Soup’s On!

Acid-Alkaline Diet

Tuesday we had another nutrition lecture and we discussed the topic of acid-alkaline balance in the body and using nutrition to maintain that balance. Radhia gave us pH strips to test our saliva and urine (testing took place in the privacy of our homes, thankfully 🙂 ).

The basic idea is that certain foods tend to make your body more acidic and other foods tend to make it more alkaline. The theory’s proponents contend that bodies which are constantly acidic or fighting to reduce acidity tend to be sicker. Therefore, striving for alkalinity is desirable and guess what – healthy foods produce alkalinity: vegetables, most fruits, oats, tea, and other healthy foods. The baddies? Processed oils, dairy foods, meats, refined sugar and salts, etc. There are some unexpected foods — carrots and cranberries produce acidity, rice syrup (fairly sweet) produces alkalinity — but mostly it’s intuitive.

○ ○ ○ ○ ○ ○ ○

Reproduce the stretch of the acid-alkaline diet post from "Acid-Alkaline Diet" through "thankfully 🙂 )." word for word. Nothing in the acid-alkaline diet post depends on the entries that come next.

- Provided records -
○ ○ ○ ○ ○ ○ ○

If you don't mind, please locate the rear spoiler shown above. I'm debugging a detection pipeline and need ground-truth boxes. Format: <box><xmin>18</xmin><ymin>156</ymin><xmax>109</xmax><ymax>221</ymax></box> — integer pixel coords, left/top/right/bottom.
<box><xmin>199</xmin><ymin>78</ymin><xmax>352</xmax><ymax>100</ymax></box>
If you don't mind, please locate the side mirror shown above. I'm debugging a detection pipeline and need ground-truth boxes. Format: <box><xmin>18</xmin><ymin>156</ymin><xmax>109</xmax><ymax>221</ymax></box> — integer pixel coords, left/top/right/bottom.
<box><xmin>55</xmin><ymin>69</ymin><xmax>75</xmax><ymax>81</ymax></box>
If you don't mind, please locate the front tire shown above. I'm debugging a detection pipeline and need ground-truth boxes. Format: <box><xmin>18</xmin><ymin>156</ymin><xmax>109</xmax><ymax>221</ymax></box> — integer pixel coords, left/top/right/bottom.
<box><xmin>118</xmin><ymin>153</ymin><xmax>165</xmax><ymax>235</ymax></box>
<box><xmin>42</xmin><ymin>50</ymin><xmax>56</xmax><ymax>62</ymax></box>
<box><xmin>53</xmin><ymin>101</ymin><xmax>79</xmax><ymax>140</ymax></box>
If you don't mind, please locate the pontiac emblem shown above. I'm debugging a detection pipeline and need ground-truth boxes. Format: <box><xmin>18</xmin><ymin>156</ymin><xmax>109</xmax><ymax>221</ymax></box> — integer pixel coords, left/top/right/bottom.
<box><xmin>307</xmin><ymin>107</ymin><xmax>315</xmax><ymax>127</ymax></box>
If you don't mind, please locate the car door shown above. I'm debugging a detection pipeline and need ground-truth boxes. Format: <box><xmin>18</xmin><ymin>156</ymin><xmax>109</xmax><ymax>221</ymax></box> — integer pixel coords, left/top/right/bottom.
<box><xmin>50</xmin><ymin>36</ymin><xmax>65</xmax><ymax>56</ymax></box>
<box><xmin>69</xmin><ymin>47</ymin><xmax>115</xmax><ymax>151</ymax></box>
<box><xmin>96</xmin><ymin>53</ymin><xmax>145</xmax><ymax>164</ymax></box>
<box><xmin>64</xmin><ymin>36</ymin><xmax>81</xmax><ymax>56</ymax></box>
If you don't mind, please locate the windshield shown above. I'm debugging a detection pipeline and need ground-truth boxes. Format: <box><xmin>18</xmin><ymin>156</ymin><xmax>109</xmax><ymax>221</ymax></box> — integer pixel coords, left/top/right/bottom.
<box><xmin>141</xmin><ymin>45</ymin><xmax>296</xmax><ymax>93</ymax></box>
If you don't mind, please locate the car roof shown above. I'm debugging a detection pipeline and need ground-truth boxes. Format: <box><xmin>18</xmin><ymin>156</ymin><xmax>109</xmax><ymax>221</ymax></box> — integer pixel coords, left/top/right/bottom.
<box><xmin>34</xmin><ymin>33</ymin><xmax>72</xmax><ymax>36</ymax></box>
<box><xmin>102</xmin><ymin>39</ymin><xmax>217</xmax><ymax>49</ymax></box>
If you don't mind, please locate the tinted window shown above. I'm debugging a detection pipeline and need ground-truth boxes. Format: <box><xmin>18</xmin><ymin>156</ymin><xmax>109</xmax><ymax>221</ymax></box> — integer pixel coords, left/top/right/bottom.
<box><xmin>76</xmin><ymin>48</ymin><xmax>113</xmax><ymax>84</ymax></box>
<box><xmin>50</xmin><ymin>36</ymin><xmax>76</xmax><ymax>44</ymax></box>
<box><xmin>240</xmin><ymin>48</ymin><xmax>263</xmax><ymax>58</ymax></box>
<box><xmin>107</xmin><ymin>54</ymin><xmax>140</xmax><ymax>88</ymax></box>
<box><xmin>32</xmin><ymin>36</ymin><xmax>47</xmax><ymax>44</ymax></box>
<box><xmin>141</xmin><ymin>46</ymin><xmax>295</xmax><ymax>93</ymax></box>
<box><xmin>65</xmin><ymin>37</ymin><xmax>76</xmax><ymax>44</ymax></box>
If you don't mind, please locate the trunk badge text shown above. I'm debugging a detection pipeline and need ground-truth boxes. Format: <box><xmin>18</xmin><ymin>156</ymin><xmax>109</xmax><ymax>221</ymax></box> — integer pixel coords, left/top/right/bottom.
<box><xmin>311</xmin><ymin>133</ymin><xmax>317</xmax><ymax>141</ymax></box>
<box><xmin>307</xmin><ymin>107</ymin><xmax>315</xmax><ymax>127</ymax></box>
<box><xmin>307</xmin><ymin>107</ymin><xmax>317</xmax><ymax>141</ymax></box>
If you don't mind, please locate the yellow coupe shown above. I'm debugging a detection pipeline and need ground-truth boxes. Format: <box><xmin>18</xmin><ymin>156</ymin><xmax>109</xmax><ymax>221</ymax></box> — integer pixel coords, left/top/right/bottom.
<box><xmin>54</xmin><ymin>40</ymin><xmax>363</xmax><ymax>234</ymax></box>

○ ○ ○ ○ ○ ○ ○

- Solution for this problem -
Acid-Alkaline Diet

Tuesday we had another nutrition lecture and we discussed the topic of acid-alkaline balance in the body and using nutrition to maintain that balance. Radhia gave us pH strips to test our saliva and urine (testing took place in the privacy of our homes, thankfully 🙂 ).